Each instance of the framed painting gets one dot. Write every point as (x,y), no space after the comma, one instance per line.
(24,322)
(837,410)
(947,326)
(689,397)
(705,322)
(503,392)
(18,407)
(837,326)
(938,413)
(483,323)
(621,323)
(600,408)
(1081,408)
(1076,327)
______
Work required =
Reproduce the material above verbatim, keeping every line in its original order.

Exercise result =
Each instance of the framed painting gets one dot. Write every point as (x,y), no space after the comma, one instance per line.
(24,322)
(837,410)
(947,326)
(689,397)
(705,322)
(503,392)
(18,407)
(837,326)
(938,413)
(483,323)
(621,323)
(600,408)
(1081,408)
(1076,327)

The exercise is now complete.